Recorded data
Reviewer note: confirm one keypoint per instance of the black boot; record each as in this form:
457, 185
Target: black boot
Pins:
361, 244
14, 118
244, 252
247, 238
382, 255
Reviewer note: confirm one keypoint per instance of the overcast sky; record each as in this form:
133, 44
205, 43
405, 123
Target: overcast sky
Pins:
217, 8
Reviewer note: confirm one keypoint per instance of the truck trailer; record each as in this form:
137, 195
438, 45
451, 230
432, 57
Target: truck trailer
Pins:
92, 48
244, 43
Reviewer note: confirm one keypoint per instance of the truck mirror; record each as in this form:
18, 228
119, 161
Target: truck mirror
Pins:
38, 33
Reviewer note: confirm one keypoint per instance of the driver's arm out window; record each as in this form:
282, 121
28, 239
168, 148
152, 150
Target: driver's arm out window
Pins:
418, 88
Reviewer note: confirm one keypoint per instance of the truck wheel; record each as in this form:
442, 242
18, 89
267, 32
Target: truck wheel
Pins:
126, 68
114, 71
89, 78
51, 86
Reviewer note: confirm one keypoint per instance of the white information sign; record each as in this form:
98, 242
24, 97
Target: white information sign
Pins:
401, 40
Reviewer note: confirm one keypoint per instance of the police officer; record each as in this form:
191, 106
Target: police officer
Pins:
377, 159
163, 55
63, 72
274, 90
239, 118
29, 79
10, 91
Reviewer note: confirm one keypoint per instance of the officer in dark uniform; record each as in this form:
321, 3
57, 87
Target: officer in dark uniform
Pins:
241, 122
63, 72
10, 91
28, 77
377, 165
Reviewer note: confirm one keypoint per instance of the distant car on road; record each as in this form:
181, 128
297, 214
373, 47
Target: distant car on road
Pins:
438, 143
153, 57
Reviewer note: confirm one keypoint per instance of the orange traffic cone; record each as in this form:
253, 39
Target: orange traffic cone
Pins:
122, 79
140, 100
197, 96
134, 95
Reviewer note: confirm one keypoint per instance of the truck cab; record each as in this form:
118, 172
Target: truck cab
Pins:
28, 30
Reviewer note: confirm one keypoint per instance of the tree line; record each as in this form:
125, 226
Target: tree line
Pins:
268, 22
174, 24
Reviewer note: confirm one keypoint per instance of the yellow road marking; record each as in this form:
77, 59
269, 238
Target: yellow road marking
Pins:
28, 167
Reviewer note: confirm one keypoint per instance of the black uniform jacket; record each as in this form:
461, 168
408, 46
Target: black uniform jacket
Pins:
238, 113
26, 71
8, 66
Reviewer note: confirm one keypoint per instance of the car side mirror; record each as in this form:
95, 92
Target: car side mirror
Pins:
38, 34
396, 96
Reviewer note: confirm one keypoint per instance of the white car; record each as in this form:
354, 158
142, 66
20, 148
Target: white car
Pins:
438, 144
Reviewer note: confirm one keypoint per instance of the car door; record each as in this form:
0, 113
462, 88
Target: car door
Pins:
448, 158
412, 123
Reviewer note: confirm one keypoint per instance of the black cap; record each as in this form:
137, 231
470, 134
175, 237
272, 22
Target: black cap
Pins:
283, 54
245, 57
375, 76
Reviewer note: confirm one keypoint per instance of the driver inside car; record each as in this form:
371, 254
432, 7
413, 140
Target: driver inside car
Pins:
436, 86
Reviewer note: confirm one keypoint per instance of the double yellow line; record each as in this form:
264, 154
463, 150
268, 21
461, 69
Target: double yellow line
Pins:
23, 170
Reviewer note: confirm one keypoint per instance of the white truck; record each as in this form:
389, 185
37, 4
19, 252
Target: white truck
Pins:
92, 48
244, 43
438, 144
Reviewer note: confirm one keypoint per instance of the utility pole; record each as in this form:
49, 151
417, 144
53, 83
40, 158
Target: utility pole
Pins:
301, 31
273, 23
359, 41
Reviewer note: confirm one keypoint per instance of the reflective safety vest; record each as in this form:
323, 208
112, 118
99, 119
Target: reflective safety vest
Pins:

The problem -
Edit everything from the line containing "Reviewer note: confirm one keypoint per instance of the utility" down through the end of the rows, replacing "reflective safety vest" with "high-visibility vest" and leaving all else unchanged.

Solution below -
Reviewer note: confirm one keypoint per instance of the utility pole; record each as in this form:
49, 151
417, 144
53, 83
40, 158
Target: utility pole
Pins:
301, 31
273, 23
359, 41
Reviewer note: confirm one keypoint per instance of the high-visibility vest; record each as in this form:
323, 208
112, 118
99, 119
Target: high-visibility vest
Pins:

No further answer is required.